* **WORK REQUIRED**
Could you output all of the records below exactly as they appear?

* **AVAILABLE RECORDS**
= Beginning of Section =
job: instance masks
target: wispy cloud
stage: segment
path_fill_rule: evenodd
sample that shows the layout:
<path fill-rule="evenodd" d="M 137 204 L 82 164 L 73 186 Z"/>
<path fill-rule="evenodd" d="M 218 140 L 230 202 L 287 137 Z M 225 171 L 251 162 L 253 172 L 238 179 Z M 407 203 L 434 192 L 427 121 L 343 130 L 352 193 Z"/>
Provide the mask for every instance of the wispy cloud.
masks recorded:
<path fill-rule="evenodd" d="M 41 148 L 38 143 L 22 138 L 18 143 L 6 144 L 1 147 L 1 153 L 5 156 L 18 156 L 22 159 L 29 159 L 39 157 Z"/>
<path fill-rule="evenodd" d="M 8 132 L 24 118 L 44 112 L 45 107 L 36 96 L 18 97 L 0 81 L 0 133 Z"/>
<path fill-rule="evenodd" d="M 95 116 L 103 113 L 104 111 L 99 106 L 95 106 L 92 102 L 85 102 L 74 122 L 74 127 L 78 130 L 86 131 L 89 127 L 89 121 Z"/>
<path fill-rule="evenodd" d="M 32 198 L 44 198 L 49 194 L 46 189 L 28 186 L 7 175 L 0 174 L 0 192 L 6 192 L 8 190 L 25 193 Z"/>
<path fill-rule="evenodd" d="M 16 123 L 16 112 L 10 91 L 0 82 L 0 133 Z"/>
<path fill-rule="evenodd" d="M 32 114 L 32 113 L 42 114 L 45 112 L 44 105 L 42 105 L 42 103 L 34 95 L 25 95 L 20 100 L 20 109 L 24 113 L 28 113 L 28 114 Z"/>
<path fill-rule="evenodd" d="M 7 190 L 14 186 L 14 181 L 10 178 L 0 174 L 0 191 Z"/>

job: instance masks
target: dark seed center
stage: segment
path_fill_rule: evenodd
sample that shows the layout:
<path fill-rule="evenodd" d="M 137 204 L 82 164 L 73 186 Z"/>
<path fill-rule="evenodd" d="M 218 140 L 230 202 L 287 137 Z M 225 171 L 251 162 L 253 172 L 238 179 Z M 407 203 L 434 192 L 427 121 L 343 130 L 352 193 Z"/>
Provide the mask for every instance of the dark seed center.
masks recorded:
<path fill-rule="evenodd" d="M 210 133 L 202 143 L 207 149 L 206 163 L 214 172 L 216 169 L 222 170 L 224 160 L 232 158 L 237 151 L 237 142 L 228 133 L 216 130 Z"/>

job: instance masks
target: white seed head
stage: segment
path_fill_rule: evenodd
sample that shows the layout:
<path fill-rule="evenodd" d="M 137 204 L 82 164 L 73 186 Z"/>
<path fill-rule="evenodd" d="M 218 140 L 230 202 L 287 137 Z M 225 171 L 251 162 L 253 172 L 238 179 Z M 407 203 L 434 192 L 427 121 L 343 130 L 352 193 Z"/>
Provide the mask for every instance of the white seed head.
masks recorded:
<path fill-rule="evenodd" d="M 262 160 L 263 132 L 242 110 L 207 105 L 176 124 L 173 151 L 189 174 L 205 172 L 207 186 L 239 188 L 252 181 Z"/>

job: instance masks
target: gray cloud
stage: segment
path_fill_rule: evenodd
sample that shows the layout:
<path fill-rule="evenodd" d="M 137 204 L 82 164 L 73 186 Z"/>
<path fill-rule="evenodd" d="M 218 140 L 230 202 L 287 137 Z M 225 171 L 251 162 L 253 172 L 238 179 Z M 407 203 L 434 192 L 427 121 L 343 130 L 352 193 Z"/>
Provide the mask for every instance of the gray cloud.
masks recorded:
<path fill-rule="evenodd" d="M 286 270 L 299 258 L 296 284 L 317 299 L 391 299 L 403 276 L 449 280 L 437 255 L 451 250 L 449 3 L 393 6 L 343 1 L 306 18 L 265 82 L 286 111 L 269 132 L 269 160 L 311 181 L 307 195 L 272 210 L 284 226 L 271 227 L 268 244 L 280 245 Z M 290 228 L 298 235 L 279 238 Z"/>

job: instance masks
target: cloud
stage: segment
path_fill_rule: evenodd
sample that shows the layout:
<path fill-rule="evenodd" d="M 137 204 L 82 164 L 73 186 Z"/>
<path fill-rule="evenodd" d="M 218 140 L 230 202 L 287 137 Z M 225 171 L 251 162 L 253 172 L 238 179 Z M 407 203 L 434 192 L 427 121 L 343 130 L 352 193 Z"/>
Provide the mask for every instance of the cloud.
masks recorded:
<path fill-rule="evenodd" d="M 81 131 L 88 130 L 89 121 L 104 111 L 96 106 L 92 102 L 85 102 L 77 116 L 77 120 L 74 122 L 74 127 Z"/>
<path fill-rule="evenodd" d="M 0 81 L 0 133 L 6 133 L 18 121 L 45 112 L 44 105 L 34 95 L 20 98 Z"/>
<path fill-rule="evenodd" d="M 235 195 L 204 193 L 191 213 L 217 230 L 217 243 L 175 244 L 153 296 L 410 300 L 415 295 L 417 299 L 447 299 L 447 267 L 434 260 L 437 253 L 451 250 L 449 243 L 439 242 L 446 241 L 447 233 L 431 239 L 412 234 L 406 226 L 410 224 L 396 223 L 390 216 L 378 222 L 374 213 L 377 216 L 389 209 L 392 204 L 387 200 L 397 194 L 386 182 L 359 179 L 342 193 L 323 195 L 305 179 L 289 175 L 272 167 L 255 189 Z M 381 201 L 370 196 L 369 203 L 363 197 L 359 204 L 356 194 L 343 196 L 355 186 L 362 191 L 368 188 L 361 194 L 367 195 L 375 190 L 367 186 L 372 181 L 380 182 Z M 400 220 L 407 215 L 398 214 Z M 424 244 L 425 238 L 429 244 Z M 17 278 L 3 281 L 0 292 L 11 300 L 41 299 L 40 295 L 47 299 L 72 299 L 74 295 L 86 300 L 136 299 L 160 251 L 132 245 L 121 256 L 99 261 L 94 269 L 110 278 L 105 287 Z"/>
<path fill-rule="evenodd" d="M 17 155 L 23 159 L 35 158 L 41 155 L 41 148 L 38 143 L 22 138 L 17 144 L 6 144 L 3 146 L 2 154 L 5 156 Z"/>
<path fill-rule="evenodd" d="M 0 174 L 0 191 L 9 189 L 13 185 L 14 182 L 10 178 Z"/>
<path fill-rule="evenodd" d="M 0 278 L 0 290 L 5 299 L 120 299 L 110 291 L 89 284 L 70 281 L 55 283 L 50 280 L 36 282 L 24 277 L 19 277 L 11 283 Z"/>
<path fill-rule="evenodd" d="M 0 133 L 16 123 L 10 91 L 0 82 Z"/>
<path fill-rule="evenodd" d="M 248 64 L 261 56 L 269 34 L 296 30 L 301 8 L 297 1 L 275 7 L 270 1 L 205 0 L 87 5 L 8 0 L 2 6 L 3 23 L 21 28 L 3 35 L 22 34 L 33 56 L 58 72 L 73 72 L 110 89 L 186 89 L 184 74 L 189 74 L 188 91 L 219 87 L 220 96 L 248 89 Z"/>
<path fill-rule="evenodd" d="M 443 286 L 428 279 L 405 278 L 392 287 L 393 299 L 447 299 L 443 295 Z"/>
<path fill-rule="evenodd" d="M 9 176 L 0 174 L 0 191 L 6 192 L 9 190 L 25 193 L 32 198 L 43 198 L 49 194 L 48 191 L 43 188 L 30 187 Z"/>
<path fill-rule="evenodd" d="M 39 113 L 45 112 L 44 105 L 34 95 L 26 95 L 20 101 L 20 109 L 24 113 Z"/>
= End of Section =
* **THE ANSWER**
job: instance masks
target: wispy cloud
stage: segment
path_fill_rule: evenodd
sample that shows the layout:
<path fill-rule="evenodd" d="M 137 204 L 82 164 L 73 186 Z"/>
<path fill-rule="evenodd" d="M 218 140 L 230 202 L 287 137 Z M 225 171 L 251 162 L 253 172 L 238 179 Z M 407 203 L 434 192 L 427 121 L 343 130 L 352 193 Z"/>
Provide the mask for every instance of the wispy cloud.
masks recorded:
<path fill-rule="evenodd" d="M 41 148 L 38 143 L 22 138 L 18 143 L 6 144 L 1 147 L 1 153 L 5 156 L 18 156 L 22 159 L 29 159 L 39 157 Z"/>
<path fill-rule="evenodd" d="M 8 132 L 24 118 L 44 112 L 45 107 L 36 96 L 18 97 L 0 81 L 0 133 Z"/>
<path fill-rule="evenodd" d="M 95 116 L 103 113 L 104 111 L 99 106 L 95 106 L 92 102 L 85 102 L 74 122 L 74 127 L 78 130 L 86 131 L 89 127 L 89 121 Z"/>
<path fill-rule="evenodd" d="M 32 198 L 44 198 L 49 194 L 46 189 L 28 186 L 7 175 L 0 174 L 0 192 L 6 192 L 8 190 L 25 193 Z"/>
<path fill-rule="evenodd" d="M 16 123 L 16 112 L 10 91 L 0 82 L 0 133 Z"/>
<path fill-rule="evenodd" d="M 32 114 L 32 113 L 42 114 L 45 112 L 44 105 L 42 105 L 42 103 L 34 95 L 25 95 L 20 100 L 20 109 L 24 113 L 28 113 L 28 114 Z"/>
<path fill-rule="evenodd" d="M 7 190 L 14 186 L 14 181 L 10 178 L 0 174 L 0 191 Z"/>

job: instance masks
target: dark seed center
stage: segment
path_fill_rule: evenodd
sample that shows the layout:
<path fill-rule="evenodd" d="M 137 204 L 82 164 L 73 186 Z"/>
<path fill-rule="evenodd" d="M 218 140 L 230 202 L 287 137 Z M 225 171 L 251 162 L 253 172 L 238 179 Z M 407 203 L 434 192 L 427 121 L 343 130 L 352 193 Z"/>
Provide the mask for every instance of the dark seed center.
masks recorded:
<path fill-rule="evenodd" d="M 210 133 L 202 143 L 207 149 L 206 163 L 214 172 L 216 169 L 222 170 L 224 160 L 232 158 L 237 151 L 237 142 L 228 133 L 216 130 Z"/>

job: instance masks
target: white seed head
stage: segment
path_fill_rule: evenodd
sample that shows the layout:
<path fill-rule="evenodd" d="M 137 204 L 82 164 L 73 186 Z"/>
<path fill-rule="evenodd" d="M 218 140 L 230 202 L 287 137 Z M 225 171 L 251 162 L 253 172 L 238 179 Z M 407 203 L 434 192 L 427 121 L 343 130 L 352 193 Z"/>
Provide the mask for every instance of the white seed head.
masks recorded:
<path fill-rule="evenodd" d="M 262 160 L 263 132 L 242 110 L 207 105 L 176 124 L 173 151 L 189 174 L 205 172 L 207 186 L 239 188 L 252 181 Z"/>

job: instance masks
target: gray cloud
stage: segment
path_fill_rule: evenodd
sample that shows the layout:
<path fill-rule="evenodd" d="M 137 204 L 82 164 L 73 186 Z"/>
<path fill-rule="evenodd" d="M 218 140 L 230 202 L 287 137 Z M 225 171 L 251 162 L 253 172 L 238 179 Z M 407 203 L 434 192 L 427 121 L 343 130 L 352 193 Z"/>
Provide the mask for every instance of the gray cloud.
masks recorded:
<path fill-rule="evenodd" d="M 286 270 L 299 258 L 296 284 L 317 299 L 391 299 L 403 276 L 449 280 L 437 255 L 451 250 L 449 3 L 393 6 L 343 1 L 306 18 L 265 82 L 286 111 L 269 132 L 269 160 L 311 181 L 307 195 L 272 210 L 284 226 L 271 227 L 268 244 L 280 245 Z M 290 228 L 298 235 L 279 238 Z"/>

job: instance masks
target: cloud
stage: segment
path_fill_rule: evenodd
sample that shows the layout:
<path fill-rule="evenodd" d="M 137 204 L 82 164 L 73 186 Z"/>
<path fill-rule="evenodd" d="M 218 140 L 230 202 L 287 137 Z M 225 171 L 251 162 L 253 172 L 238 179 Z M 407 203 L 434 192 L 427 121 L 343 130 L 352 193 Z"/>
Provide the mask for every instance of the cloud.
masks recorded:
<path fill-rule="evenodd" d="M 81 131 L 88 130 L 89 121 L 104 111 L 96 106 L 92 102 L 85 102 L 77 116 L 77 120 L 74 122 L 74 127 Z"/>
<path fill-rule="evenodd" d="M 0 81 L 0 133 L 6 133 L 18 121 L 45 112 L 44 105 L 34 95 L 20 98 Z"/>
<path fill-rule="evenodd" d="M 235 195 L 204 193 L 191 213 L 217 230 L 217 243 L 175 244 L 153 296 L 410 300 L 415 295 L 417 299 L 447 299 L 447 267 L 434 260 L 437 253 L 451 250 L 449 243 L 439 242 L 446 241 L 447 233 L 431 239 L 412 234 L 406 226 L 410 224 L 396 223 L 390 216 L 378 222 L 374 213 L 377 216 L 389 209 L 392 204 L 387 200 L 397 194 L 386 182 L 359 179 L 342 193 L 323 195 L 305 179 L 289 175 L 272 167 L 255 189 Z M 381 201 L 370 196 L 369 203 L 363 197 L 359 204 L 356 194 L 343 196 L 355 186 L 362 191 L 368 188 L 361 194 L 367 195 L 375 190 L 367 186 L 372 181 L 380 182 Z M 400 220 L 407 215 L 398 214 Z M 424 244 L 425 238 L 429 244 Z M 17 278 L 3 281 L 0 292 L 11 300 L 41 299 L 40 295 L 47 299 L 72 299 L 74 295 L 86 300 L 136 299 L 160 251 L 132 245 L 121 256 L 99 261 L 94 269 L 110 278 L 105 287 Z"/>
<path fill-rule="evenodd" d="M 17 155 L 23 159 L 35 158 L 41 155 L 41 148 L 38 143 L 22 138 L 17 144 L 6 144 L 3 146 L 2 154 L 5 156 Z"/>
<path fill-rule="evenodd" d="M 0 174 L 0 191 L 9 189 L 13 185 L 14 182 L 10 178 Z"/>
<path fill-rule="evenodd" d="M 0 278 L 0 290 L 5 299 L 120 299 L 110 291 L 89 284 L 70 281 L 55 283 L 50 280 L 36 282 L 24 277 L 19 277 L 11 283 Z"/>
<path fill-rule="evenodd" d="M 0 133 L 16 123 L 10 91 L 0 82 Z"/>
<path fill-rule="evenodd" d="M 248 64 L 261 56 L 269 34 L 296 30 L 301 8 L 297 1 L 275 7 L 270 1 L 205 0 L 87 5 L 8 0 L 2 6 L 3 23 L 21 28 L 3 35 L 22 34 L 33 56 L 58 72 L 73 72 L 110 89 L 186 89 L 184 74 L 189 74 L 188 91 L 219 87 L 220 96 L 248 89 Z"/>
<path fill-rule="evenodd" d="M 443 286 L 428 279 L 405 278 L 392 287 L 393 299 L 447 299 L 443 295 Z"/>
<path fill-rule="evenodd" d="M 9 176 L 0 174 L 0 191 L 6 192 L 9 190 L 25 193 L 32 198 L 43 198 L 49 194 L 48 191 L 43 188 L 30 187 Z"/>
<path fill-rule="evenodd" d="M 39 113 L 45 112 L 44 105 L 34 95 L 26 95 L 20 101 L 20 109 L 24 113 Z"/>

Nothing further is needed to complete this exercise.